> _Work to do_
1. List each Bible passage cited in the passage on the Law and Gentile converts, giving each one once in the form the passage uses.
2. Extend the passage on the Law and Gentile converts, picking up after its final sentence.

> _Supplied text_
* Begin *

When the Apostalic Council decided not to require [Gentile] converts to observe the Law, they created a religion free of ethnicity. Tradition has it that the first fruit of this break with the Law was the rapid success of the mission to the Gentiles. But who would have been the first to hear of the break? Who would have had the greatest initial benefits from it? What group, in fact, best fulfills the sociological propositions outlined above?" [ibid. pp. 58-59, par. 3, 1-2, resp.]
The answer to that question is coming below. But he makes an important point here. God inspired the apostles in the council that took place in Acts 15 to de-ethnitize salvation. But how was this done when the Law was so central to salvation. God, in both the Old and New Testaments defines the New Covenant as this "I will write my law in their minds and upon their hearts" (Jer. 31:31-34; Heb. 8:6-13). The answer to this question is "the law of Christ". Christians have come to see that within the whole of the New Testament a parallel law to the Old Testament Law of God is defined. It is basically the same 10 Commandment Law of God with the 4th Commandment removed. In Romans 14 Paul more fully defines this change in the Law which de-ethnitizes the law, without removing it. How can this be done? Paul shows in Romans 14 that "days of worship" have become an optional choice for the believer. God never said the His law was done away with. Careful reading of the whole New Testament, along with the Bible definition for the new covenant will show that. But the requirement that man, on his own, keep the law of God has been changed to "I will write them, the laws of God, in their minds and upon their hearts." God has taken over the responsibility for the obedience of his born-again children. That doesn't mean they don't have a part to play in obedience too. But the gospel of salvation, through this de-ethnitizing of the Law has made it possible for the gospel of salvation to adapt itself to every ethnicity in the whole world, Greek, Roman, French, German, Russian, Indian, Malasian, Chinese, Korean, and the myriad cultures found in Africa, you name it. When Jesus returns, as Zechariah 12-13 shows, true Judaism and Christianity will merge, with the Old Testament Law of God becoming the Law of the land, the Law Jesus, the King of the world will rule the earth with. This de-ethnitizing of the Law of God is a temporary thing, only operative for the Church Age, from 31 or 32 AD to the 2nd coming of Christ.

* End *

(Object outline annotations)
* Begin *

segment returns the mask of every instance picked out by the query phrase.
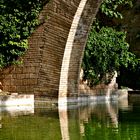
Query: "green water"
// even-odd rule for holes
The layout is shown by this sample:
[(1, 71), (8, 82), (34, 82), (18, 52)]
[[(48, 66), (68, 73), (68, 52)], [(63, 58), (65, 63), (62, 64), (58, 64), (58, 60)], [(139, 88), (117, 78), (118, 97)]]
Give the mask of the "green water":
[(140, 103), (0, 108), (0, 140), (140, 140)]

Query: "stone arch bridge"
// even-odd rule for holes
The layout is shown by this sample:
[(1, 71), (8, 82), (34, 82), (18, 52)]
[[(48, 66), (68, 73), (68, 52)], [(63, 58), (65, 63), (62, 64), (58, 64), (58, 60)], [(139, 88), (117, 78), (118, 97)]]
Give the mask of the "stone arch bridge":
[(49, 97), (78, 95), (82, 56), (101, 0), (50, 0), (29, 38), (23, 65), (0, 75), (2, 90)]

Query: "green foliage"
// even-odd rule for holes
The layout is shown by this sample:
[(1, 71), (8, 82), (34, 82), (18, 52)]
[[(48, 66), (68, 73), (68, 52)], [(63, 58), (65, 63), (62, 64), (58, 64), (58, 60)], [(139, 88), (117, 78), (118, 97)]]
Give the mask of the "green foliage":
[(120, 66), (135, 66), (135, 55), (128, 51), (125, 38), (124, 32), (107, 27), (97, 32), (93, 27), (83, 58), (84, 79), (90, 86), (104, 81), (106, 74), (113, 74)]
[(104, 13), (108, 17), (123, 18), (121, 12), (119, 12), (120, 6), (132, 7), (134, 0), (104, 0), (101, 4), (101, 13)]
[(120, 67), (132, 69), (137, 65), (136, 56), (129, 52), (126, 33), (117, 31), (114, 19), (122, 19), (120, 12), (130, 8), (134, 0), (104, 0), (89, 34), (83, 58), (84, 80), (89, 86), (109, 83), (114, 71)]
[(41, 0), (0, 1), (0, 68), (17, 63), (25, 53), (43, 4)]

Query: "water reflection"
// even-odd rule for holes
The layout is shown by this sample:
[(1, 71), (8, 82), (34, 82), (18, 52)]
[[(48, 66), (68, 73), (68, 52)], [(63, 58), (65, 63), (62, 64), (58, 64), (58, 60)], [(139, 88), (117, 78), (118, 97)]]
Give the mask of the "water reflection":
[(0, 140), (137, 140), (140, 103), (77, 103), (34, 109), (0, 108)]

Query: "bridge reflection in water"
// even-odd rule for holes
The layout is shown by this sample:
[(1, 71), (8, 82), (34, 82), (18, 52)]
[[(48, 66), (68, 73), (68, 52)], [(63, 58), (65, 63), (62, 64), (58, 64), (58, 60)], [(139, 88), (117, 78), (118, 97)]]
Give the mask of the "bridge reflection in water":
[(15, 111), (0, 108), (0, 139), (85, 140), (105, 137), (119, 139), (121, 133), (118, 131), (120, 127), (124, 127), (124, 124), (119, 122), (122, 120), (119, 117), (120, 110), (124, 112), (132, 110), (127, 100), (76, 103), (59, 108), (57, 104), (49, 108), (45, 102), (43, 104), (35, 105), (34, 109), (28, 108), (28, 111), (27, 108)]

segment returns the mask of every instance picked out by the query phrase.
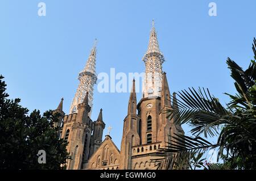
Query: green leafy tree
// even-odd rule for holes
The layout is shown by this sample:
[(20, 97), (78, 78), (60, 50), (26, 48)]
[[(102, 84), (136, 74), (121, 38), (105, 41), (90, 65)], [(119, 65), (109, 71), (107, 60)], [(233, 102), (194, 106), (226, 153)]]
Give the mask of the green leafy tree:
[[(51, 111), (40, 115), (8, 99), (3, 77), (0, 75), (0, 169), (64, 169), (67, 143), (59, 139), (53, 124), (58, 115)], [(39, 163), (39, 151), (46, 151), (46, 163)]]
[[(254, 38), (254, 59), (246, 70), (228, 58), (237, 94), (225, 93), (230, 98), (225, 106), (208, 89), (189, 88), (177, 94), (179, 108), (170, 110), (168, 116), (188, 124), (193, 136), (176, 134), (169, 146), (160, 149), (156, 154), (162, 158), (156, 160), (159, 169), (191, 168), (191, 163), (198, 167), (191, 160), (213, 149), (224, 163), (208, 164), (208, 169), (256, 169), (255, 48)], [(207, 141), (216, 136), (217, 142)]]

* End *

> _Response list_
1.
Acts 15
Jer. 31:31-34
Heb. 8:6-13
Romans 14
Zechariah 12-13

2.
"Christianity offered twice as much cultural continuity to the Hellenized Jews as to the Greeks…" And by "Christianity" he means the early Christianity of that time and era of the church, Nazarene Jewish Christianity which observed the Sabbath and Holy Days these Diaspora Jewish believers were so familiar with. "If we examine the marginality of the Hellenized Jews, torn between two cultures, we may note how Christianity [of that day, a Jewish Christianity] offered to retain much of the religious content of both cultures and to resolve the contradictions between them. Indeed, Theissen described Pauline Christianity as "accommodated Judaism" (1982:124)." [ibid. p.59, par. 3] And as I have stated and proved before, this "Pauline Christianity" of that day was Jewish-Christianity in the area of Asia Minor, with the rare exceptions of maybe one or two totally Gentile Christian congregations, which may or may not have existed at that time. "Little need be said of the extent to which Christianity maintained cultural continuity with Judaism. Indeed, much of the New Testament is devoted to displaying how Christianity extends and fulfills the Old…But if we look at these "two cultural faces" of early Christianity, it seems clear that its greatest appeal would have been for those to whom each face mattered: the Jews of the diaspora." [ibid. p.59, par. 4]
"I now examine the implications of network growth for the mission to the Jews. Let us put ourselves in the position of the evangelists: here we are in Jerusalem in the year 50. The Apostolic Council has just met and decided that we should leave Palestine and go out and spread the glad tidings. Where should we go?...Put another way, who will welcome us? Who will listen? I suggest that the answer would have been obvious: we should go to the major commumities of Hellenized Jews (Roberts 1979)." [ibid. pp. 61-62, par. 3 & 1 resp.]
Here is a very interesting quote from Rodney Stark about all of this.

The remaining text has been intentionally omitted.